▸ TASK DETAILS
Please rewrite the part of the records that opens at their start and closes with the line containing "[[199, 285], [504, 257], [643, 218], [644, 349]]", with "Objective" renamed to "Goal" and nothing else changed. Leave the pictures out of your answer.

___

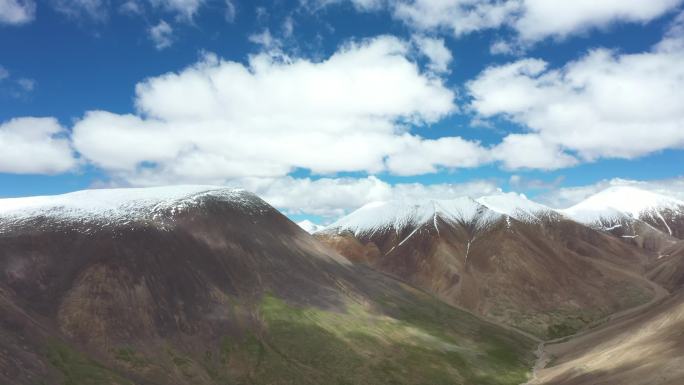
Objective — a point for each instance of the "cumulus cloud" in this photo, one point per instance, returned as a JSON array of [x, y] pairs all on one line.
[[231, 11], [34, 146], [543, 18], [184, 9], [218, 119], [603, 105], [436, 52], [532, 20], [17, 12], [333, 197], [530, 151], [362, 5], [457, 16], [161, 35], [421, 156], [95, 10]]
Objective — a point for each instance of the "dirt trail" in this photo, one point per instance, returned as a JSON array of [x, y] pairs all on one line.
[[607, 323]]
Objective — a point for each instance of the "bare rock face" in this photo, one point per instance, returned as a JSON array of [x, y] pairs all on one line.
[[199, 285], [504, 257], [643, 218], [644, 349]]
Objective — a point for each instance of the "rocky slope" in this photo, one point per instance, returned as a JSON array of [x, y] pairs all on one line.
[[646, 349], [503, 256], [199, 285], [644, 218]]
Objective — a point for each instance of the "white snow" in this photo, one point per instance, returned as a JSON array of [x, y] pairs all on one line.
[[116, 205], [616, 204], [309, 226], [516, 206], [397, 215]]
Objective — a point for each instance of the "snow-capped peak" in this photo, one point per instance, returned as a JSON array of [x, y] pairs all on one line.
[[515, 205], [400, 214], [116, 205], [622, 201], [309, 226]]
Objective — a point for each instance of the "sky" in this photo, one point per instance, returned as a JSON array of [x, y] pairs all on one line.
[[321, 106]]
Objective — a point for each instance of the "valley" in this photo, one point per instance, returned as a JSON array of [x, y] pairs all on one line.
[[207, 285]]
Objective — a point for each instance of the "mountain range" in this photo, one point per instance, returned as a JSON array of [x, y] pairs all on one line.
[[208, 285]]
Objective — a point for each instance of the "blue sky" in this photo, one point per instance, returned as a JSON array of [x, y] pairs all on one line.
[[322, 105]]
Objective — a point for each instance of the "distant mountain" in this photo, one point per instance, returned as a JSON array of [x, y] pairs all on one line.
[[204, 285], [309, 226], [630, 213], [643, 349], [503, 256]]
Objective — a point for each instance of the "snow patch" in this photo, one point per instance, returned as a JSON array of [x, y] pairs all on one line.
[[119, 206], [309, 226], [398, 215], [620, 204]]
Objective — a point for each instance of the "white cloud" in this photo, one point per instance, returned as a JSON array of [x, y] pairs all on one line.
[[161, 35], [544, 18], [568, 196], [219, 120], [265, 39], [532, 20], [457, 16], [132, 7], [231, 11], [27, 85], [185, 9], [530, 151], [362, 5], [603, 105], [421, 156], [333, 197], [436, 51], [15, 87], [34, 146], [288, 27], [95, 10], [17, 12]]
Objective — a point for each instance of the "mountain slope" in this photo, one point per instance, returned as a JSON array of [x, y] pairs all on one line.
[[202, 285], [505, 257], [644, 349], [309, 226], [647, 219]]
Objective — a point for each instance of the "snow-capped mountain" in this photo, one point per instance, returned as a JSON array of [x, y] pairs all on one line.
[[503, 256], [117, 206], [220, 275], [478, 213], [309, 226], [620, 206]]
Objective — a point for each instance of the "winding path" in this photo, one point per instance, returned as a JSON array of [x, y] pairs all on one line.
[[660, 293]]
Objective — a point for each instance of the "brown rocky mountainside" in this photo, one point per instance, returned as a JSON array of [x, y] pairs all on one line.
[[644, 349], [503, 257], [216, 287]]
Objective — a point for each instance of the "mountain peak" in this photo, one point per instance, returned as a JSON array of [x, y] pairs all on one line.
[[309, 226], [625, 201], [399, 214], [118, 205], [514, 205]]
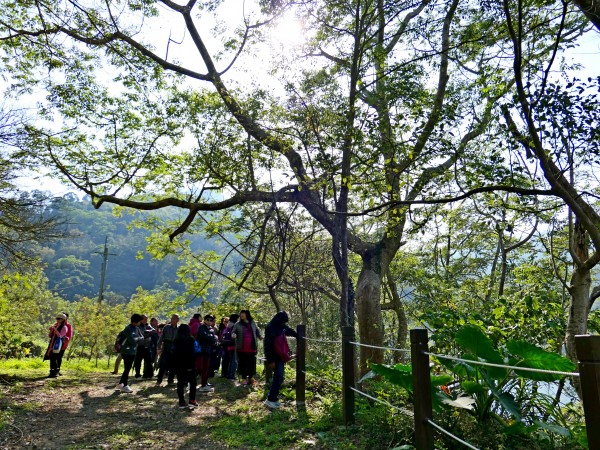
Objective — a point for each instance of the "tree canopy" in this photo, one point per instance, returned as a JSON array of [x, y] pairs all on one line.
[[389, 111]]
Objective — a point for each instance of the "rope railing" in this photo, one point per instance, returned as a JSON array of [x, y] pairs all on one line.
[[422, 411], [327, 380], [447, 433], [502, 366], [359, 344], [383, 402], [323, 341]]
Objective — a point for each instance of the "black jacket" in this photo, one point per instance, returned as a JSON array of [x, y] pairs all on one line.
[[277, 326], [183, 357]]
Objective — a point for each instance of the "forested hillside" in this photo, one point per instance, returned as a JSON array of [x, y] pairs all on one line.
[[73, 264]]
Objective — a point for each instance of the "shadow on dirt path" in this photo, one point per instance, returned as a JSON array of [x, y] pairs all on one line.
[[85, 412]]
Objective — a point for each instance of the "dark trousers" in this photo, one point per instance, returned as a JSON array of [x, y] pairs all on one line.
[[183, 377], [231, 365], [225, 362], [127, 362], [202, 366], [60, 355], [246, 364], [54, 366], [165, 364], [278, 372], [143, 354], [215, 362]]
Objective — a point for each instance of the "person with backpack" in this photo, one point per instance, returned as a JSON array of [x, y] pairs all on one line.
[[207, 340], [143, 351], [246, 335], [229, 365], [57, 333], [66, 341], [165, 347], [184, 360], [277, 353], [132, 337]]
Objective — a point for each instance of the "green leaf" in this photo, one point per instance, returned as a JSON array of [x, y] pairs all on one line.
[[532, 356], [473, 340]]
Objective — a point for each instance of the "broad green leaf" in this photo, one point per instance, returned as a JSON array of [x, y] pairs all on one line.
[[532, 356], [473, 340], [461, 402]]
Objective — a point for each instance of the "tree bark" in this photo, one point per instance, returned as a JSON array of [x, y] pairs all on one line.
[[370, 319]]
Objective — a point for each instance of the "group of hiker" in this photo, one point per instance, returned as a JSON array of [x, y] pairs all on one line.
[[60, 335], [194, 352]]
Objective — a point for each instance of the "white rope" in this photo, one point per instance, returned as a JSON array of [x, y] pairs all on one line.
[[503, 366], [324, 341], [383, 402], [335, 383], [405, 350], [456, 438]]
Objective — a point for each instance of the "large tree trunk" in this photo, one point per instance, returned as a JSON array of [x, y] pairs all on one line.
[[370, 319], [581, 283]]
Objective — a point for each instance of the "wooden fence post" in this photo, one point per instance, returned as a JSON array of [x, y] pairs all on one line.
[[348, 374], [588, 353], [422, 389], [301, 365]]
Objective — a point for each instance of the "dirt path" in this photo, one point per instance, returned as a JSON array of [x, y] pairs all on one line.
[[84, 411]]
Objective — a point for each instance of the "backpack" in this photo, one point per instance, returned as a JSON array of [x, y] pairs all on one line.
[[119, 341], [57, 345], [281, 347]]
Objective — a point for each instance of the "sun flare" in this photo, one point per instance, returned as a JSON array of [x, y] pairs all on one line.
[[288, 32]]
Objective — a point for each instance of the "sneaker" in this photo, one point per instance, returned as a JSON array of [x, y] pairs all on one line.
[[272, 405]]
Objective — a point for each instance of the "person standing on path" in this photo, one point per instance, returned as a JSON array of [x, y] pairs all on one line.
[[229, 365], [143, 351], [165, 344], [276, 333], [66, 340], [57, 332], [207, 340], [133, 337], [184, 361], [246, 335]]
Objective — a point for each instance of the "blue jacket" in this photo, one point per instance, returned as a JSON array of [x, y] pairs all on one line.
[[276, 327], [133, 336]]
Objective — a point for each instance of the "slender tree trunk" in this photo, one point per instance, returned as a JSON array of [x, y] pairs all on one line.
[[580, 288], [370, 319]]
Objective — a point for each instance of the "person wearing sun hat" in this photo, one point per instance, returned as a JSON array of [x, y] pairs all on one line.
[[57, 332], [66, 341]]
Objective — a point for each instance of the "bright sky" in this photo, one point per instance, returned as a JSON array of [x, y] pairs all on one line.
[[286, 37]]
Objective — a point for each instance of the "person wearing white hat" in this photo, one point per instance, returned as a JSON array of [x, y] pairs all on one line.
[[57, 332]]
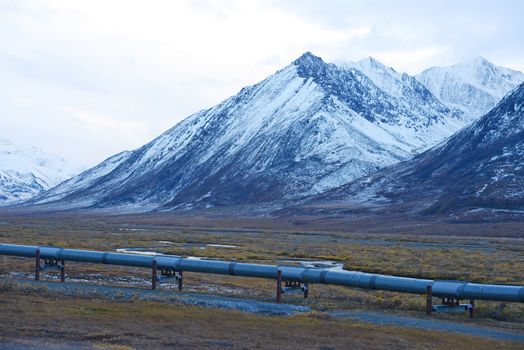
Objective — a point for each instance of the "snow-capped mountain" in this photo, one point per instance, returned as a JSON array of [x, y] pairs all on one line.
[[310, 127], [473, 87], [27, 171], [481, 166]]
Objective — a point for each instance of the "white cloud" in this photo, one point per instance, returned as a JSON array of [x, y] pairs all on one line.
[[140, 67]]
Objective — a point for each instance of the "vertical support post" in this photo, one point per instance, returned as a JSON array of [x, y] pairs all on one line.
[[180, 280], [472, 310], [429, 300], [62, 271], [154, 275], [279, 286], [306, 290], [37, 265]]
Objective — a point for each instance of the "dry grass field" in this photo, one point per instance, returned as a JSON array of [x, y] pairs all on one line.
[[30, 314]]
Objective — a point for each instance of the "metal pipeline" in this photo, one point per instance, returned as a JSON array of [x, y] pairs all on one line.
[[451, 289]]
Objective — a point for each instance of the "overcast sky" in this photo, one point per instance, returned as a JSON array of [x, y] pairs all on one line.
[[88, 79]]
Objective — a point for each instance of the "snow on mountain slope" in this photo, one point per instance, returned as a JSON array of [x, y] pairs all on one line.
[[481, 166], [473, 86], [27, 171], [309, 127]]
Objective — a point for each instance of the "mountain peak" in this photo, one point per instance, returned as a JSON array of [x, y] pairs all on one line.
[[308, 59], [372, 61]]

___

▸ ANSWER TO THIS EXERCISE
Goal — a point for each instance of the "cumulus cloud" in this photo, one point per instance, returned as a JSON array of [x, y] pairs all on one line.
[[231, 11], [34, 146], [543, 18], [184, 9], [218, 119], [603, 105], [436, 52], [532, 20], [17, 12], [333, 197], [530, 151], [362, 5], [457, 16], [161, 35], [421, 156], [95, 10]]
Goal — a point for each instance of the "dirt trail" in this photo, one point per instance, returned as a JSON array of [x, y] pairs all on one line.
[[607, 323]]
Goal — a point for each instance of the "bare rock face" in this photo, one point per instance, returned as a JSON array of [x, y] pairs all on one line.
[[199, 285], [504, 257], [643, 218], [644, 349]]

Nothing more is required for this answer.